* _Exercise task_
Turn the listing between the lines holding "One point per instance of the yellow" and "<point>213,164</point>", inclusive, into a two-column CSV headed input and output. Give one row per thing asked, with what is asked in input and its answer in output, each as one quoted field with line breaks made into spaces, and leave out the pictures.

= = = = = = =

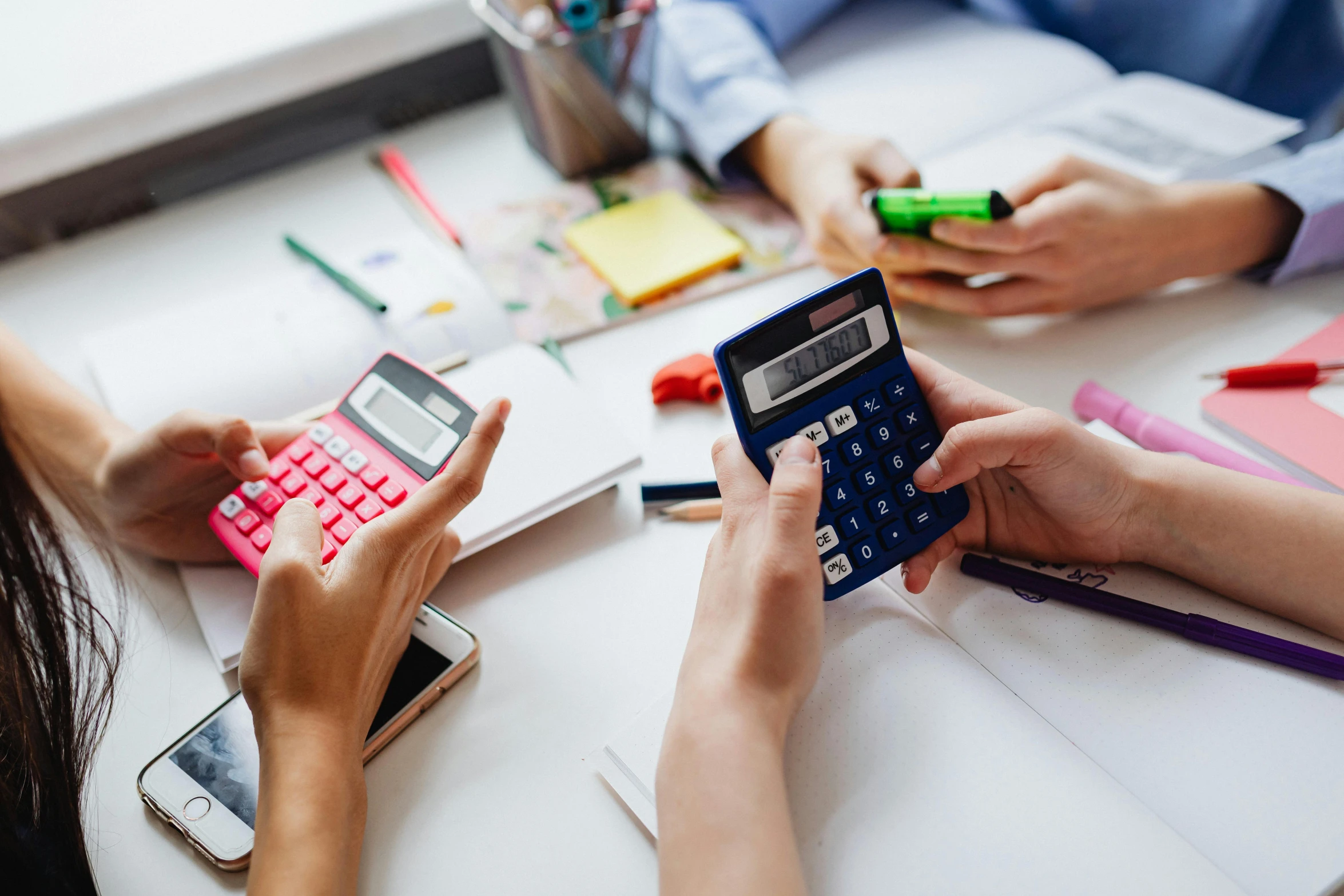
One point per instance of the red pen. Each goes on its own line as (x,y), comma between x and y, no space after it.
(1279,374)
(392,160)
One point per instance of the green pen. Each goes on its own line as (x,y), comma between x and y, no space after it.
(340,280)
(912,212)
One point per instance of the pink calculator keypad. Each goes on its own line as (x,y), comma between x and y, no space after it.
(308,469)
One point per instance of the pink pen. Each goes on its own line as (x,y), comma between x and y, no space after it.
(1092,402)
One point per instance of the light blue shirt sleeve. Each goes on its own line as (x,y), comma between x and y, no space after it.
(1314,179)
(717,73)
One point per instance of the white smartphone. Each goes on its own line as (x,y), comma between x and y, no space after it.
(205,785)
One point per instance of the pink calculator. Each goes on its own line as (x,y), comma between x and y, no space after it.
(390,435)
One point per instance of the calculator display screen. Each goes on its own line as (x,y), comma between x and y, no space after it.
(817,358)
(396,413)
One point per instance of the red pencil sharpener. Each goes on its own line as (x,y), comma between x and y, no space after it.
(693,379)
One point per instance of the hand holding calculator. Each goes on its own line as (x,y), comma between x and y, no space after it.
(390,435)
(831,367)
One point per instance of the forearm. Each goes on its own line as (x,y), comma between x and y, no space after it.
(1272,546)
(309,816)
(1220,228)
(51,425)
(723,809)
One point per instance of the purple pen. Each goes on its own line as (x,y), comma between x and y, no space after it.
(1188,625)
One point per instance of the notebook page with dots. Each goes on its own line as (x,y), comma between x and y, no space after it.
(1237,755)
(912,768)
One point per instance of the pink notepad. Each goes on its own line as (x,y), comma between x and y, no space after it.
(1299,428)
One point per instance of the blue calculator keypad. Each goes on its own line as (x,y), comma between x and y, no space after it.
(873,426)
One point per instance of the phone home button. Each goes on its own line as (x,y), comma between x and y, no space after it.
(195,809)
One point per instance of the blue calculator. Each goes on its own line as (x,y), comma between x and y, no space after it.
(831,367)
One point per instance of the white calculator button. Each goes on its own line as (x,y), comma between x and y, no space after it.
(230,507)
(255,489)
(816,433)
(836,568)
(840,420)
(336,447)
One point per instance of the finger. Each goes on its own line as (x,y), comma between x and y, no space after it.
(1057,175)
(296,537)
(427,512)
(741,483)
(1018,296)
(440,559)
(886,167)
(276,435)
(914,254)
(795,499)
(918,570)
(230,439)
(987,444)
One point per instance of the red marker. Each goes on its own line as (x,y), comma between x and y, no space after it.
(1280,374)
(392,160)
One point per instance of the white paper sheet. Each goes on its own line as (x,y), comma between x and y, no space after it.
(1150,125)
(913,770)
(272,348)
(1238,755)
(558,449)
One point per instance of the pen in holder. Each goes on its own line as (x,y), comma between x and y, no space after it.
(578,78)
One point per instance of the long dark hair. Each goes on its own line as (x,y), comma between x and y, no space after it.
(58,660)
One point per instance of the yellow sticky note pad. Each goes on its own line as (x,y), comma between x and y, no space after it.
(646,248)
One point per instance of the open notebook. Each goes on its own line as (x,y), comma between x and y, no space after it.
(971,740)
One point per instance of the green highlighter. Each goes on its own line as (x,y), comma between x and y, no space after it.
(912,212)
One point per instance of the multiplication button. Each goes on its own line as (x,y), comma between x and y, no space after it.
(836,568)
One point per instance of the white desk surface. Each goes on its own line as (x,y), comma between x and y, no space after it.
(584,617)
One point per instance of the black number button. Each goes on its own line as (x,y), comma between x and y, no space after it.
(853,452)
(863,552)
(851,524)
(881,508)
(898,464)
(839,495)
(867,479)
(828,467)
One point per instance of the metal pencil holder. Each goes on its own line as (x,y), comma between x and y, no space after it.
(582,97)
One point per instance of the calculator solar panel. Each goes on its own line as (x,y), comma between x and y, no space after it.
(831,367)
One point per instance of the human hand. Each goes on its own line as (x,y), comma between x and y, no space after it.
(1086,236)
(1039,485)
(755,641)
(324,640)
(822,178)
(155,488)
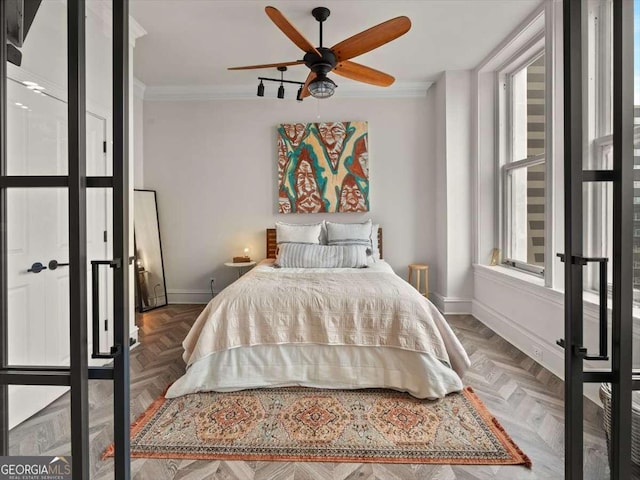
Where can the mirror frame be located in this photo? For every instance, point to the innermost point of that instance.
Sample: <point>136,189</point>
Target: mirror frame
<point>139,306</point>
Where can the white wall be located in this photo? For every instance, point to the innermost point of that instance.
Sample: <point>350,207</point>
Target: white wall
<point>138,142</point>
<point>453,288</point>
<point>213,164</point>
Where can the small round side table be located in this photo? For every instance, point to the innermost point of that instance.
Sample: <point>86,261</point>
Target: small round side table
<point>418,269</point>
<point>240,266</point>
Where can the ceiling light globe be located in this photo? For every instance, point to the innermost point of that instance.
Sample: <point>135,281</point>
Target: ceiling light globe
<point>322,87</point>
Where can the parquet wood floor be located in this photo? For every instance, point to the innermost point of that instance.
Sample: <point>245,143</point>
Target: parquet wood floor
<point>526,399</point>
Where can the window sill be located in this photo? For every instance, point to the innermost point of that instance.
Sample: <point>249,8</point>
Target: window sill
<point>535,286</point>
<point>528,282</point>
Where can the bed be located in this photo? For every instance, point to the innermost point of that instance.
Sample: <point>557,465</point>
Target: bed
<point>321,327</point>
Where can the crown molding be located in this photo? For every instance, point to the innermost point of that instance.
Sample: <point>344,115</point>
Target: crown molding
<point>178,93</point>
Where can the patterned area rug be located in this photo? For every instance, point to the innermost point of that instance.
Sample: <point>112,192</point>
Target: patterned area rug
<point>304,424</point>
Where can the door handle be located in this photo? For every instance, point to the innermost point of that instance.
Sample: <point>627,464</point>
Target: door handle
<point>36,268</point>
<point>53,264</point>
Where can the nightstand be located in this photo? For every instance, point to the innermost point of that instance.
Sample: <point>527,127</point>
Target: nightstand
<point>241,266</point>
<point>419,268</point>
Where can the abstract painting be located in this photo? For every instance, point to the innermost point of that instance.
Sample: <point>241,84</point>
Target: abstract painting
<point>323,167</point>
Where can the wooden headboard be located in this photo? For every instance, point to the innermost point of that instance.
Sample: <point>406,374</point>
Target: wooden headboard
<point>272,242</point>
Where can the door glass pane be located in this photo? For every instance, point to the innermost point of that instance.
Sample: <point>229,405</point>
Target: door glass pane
<point>32,433</point>
<point>37,92</point>
<point>37,132</point>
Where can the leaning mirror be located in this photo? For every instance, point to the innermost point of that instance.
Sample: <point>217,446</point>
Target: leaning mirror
<point>151,290</point>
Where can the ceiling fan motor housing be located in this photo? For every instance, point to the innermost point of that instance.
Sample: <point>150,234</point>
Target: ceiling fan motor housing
<point>320,65</point>
<point>320,13</point>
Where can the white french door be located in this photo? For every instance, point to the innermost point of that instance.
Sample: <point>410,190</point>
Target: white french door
<point>38,246</point>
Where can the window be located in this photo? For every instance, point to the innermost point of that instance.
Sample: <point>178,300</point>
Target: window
<point>524,167</point>
<point>599,196</point>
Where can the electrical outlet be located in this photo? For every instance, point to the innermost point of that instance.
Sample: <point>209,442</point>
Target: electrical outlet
<point>537,353</point>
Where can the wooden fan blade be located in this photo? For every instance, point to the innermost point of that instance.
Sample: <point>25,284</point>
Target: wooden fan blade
<point>268,65</point>
<point>290,31</point>
<point>305,88</point>
<point>371,38</point>
<point>362,73</point>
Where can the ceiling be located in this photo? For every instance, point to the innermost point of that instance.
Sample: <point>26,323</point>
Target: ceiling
<point>192,42</point>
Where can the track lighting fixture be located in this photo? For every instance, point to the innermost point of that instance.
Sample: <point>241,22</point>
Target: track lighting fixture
<point>282,81</point>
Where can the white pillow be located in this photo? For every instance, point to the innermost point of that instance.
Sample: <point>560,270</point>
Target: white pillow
<point>304,255</point>
<point>298,233</point>
<point>350,234</point>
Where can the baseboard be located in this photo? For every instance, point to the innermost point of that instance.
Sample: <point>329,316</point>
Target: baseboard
<point>451,305</point>
<point>551,358</point>
<point>189,296</point>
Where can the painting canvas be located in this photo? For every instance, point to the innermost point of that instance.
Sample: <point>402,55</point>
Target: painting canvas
<point>323,167</point>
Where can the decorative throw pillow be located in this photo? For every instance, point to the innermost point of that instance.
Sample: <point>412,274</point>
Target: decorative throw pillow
<point>298,233</point>
<point>350,234</point>
<point>304,255</point>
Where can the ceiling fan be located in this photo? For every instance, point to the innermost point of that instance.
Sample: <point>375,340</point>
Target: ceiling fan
<point>321,60</point>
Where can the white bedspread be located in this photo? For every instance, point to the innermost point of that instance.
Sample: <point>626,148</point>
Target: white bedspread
<point>340,328</point>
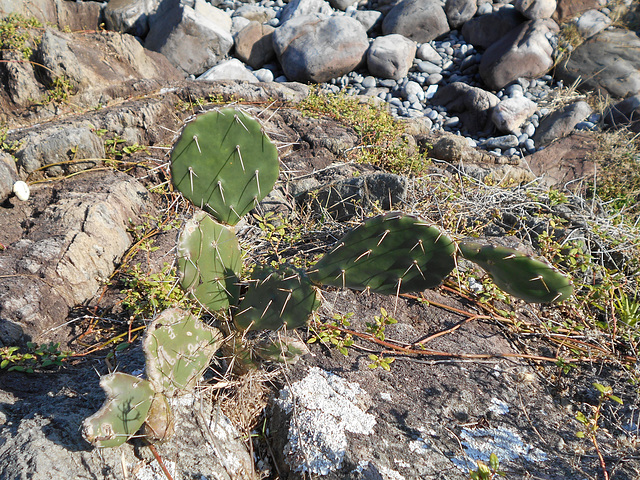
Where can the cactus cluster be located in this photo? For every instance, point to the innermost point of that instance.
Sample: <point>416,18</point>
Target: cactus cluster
<point>224,163</point>
<point>178,348</point>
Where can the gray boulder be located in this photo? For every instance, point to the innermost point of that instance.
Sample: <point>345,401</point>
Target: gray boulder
<point>316,48</point>
<point>561,122</point>
<point>8,175</point>
<point>625,114</point>
<point>592,22</point>
<point>459,11</point>
<point>63,146</point>
<point>511,112</point>
<point>232,69</point>
<point>472,104</point>
<point>391,56</point>
<point>254,44</point>
<point>525,52</point>
<point>485,30</point>
<point>193,39</point>
<point>608,63</point>
<point>129,16</point>
<point>418,20</point>
<point>297,8</point>
<point>536,9</point>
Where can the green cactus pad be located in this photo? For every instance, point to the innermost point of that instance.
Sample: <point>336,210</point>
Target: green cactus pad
<point>276,298</point>
<point>224,163</point>
<point>178,348</point>
<point>209,259</point>
<point>389,254</point>
<point>518,274</point>
<point>123,413</point>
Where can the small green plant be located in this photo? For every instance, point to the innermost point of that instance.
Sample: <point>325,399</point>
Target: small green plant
<point>32,357</point>
<point>325,334</point>
<point>380,361</point>
<point>590,421</point>
<point>487,472</point>
<point>380,322</point>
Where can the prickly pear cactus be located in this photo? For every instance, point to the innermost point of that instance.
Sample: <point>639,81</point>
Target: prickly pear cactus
<point>389,254</point>
<point>518,274</point>
<point>209,259</point>
<point>178,348</point>
<point>224,163</point>
<point>276,298</point>
<point>123,413</point>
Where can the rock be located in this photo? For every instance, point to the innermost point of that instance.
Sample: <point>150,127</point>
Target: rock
<point>368,18</point>
<point>568,9</point>
<point>254,13</point>
<point>317,49</point>
<point>129,16</point>
<point>391,56</point>
<point>73,16</point>
<point>592,22</point>
<point>428,53</point>
<point>485,30</point>
<point>511,113</point>
<point>609,63</point>
<point>8,175</point>
<point>232,69</point>
<point>472,104</point>
<point>566,163</point>
<point>254,45</point>
<point>536,9</point>
<point>561,122</point>
<point>58,58</point>
<point>342,4</point>
<point>193,39</point>
<point>297,8</point>
<point>625,114</point>
<point>525,52</point>
<point>19,79</point>
<point>343,198</point>
<point>459,11</point>
<point>67,253</point>
<point>418,20</point>
<point>63,146</point>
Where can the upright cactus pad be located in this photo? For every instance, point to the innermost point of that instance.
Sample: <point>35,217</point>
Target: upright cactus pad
<point>178,348</point>
<point>276,298</point>
<point>518,274</point>
<point>224,163</point>
<point>209,259</point>
<point>389,254</point>
<point>123,413</point>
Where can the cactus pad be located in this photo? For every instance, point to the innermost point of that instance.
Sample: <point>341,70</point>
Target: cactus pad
<point>276,298</point>
<point>224,163</point>
<point>389,254</point>
<point>518,274</point>
<point>178,348</point>
<point>209,259</point>
<point>123,413</point>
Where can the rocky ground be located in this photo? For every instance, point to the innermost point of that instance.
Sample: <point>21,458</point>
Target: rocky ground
<point>87,261</point>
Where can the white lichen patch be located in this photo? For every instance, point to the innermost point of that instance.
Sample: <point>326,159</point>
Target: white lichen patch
<point>323,407</point>
<point>506,443</point>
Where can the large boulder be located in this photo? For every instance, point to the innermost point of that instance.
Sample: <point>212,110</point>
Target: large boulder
<point>193,39</point>
<point>418,20</point>
<point>485,30</point>
<point>525,52</point>
<point>314,48</point>
<point>129,16</point>
<point>608,63</point>
<point>391,56</point>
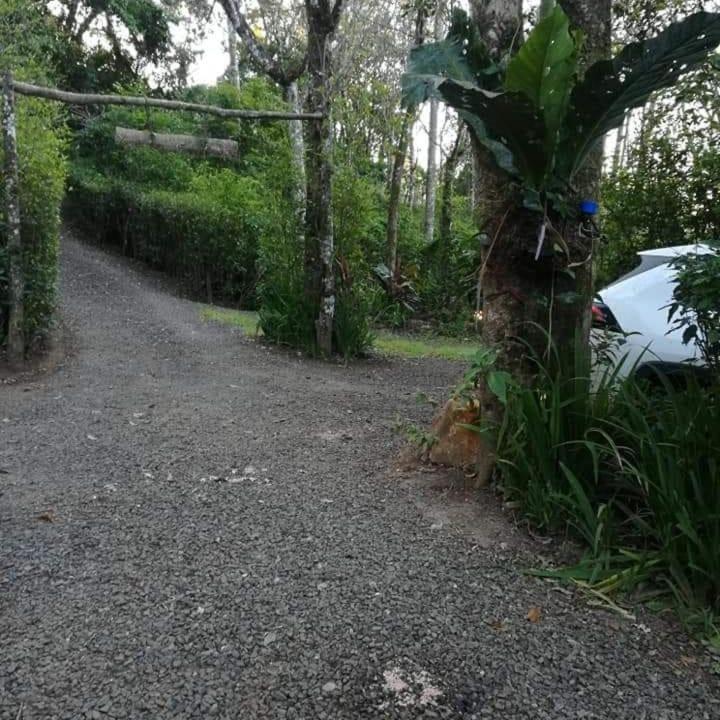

= = = = = = =

* _Result of this exercise_
input,output
"One point per instance of the yellow sticky note pad. Each goes on its own line as (x,y), comma between x and y, no space after it.","(646,248)"
"One point per instance of the open notebook. Each goes on its own line as (x,y), comma between x and y, no space after it.","(971,740)"
"One point per instance of the green highlighter. Each goes on its own line as (x,y), comma between x and y, no space after it.","(912,212)"
"One point per instance of the multiplication button. Each goes on its own line as (x,y), comma between x and y, no space after it.","(836,568)"
"One point per instance of the white desk surface. Each goes on its own line as (x,y), comma between x and y, no space after it.","(584,617)"
"One point per instance of the black number button. Each goes on its own line as (x,y), comma between x and y, no space after it.","(853,452) (863,552) (851,524) (881,508) (898,464) (839,495) (867,479) (828,467)"
"One point per instance of the metal pencil holder. Each goes on its own line as (x,y), comma between x and y, no space after it.","(582,97)"
"One point per instance of the calculator solar panel. Each goes on its own line as (x,y), comma between x and y, no space after it.","(831,367)"
"One point per instance of the human hand. Each goes on its own line as (x,y), comma between x and y, no space after it.","(1086,236) (1039,485) (755,641) (324,640) (822,178) (155,488)"
"Where can the mirror frame be located in this photo? For every instance, point to the innermost point of that instance. Sample: <point>136,189</point> Target: mirror frame","<point>139,306</point>"
"Where can the white wall be located in this photo? For every instance, point to the innermost point of that instance. Sample: <point>350,207</point> Target: white wall","<point>138,142</point> <point>453,288</point> <point>213,164</point>"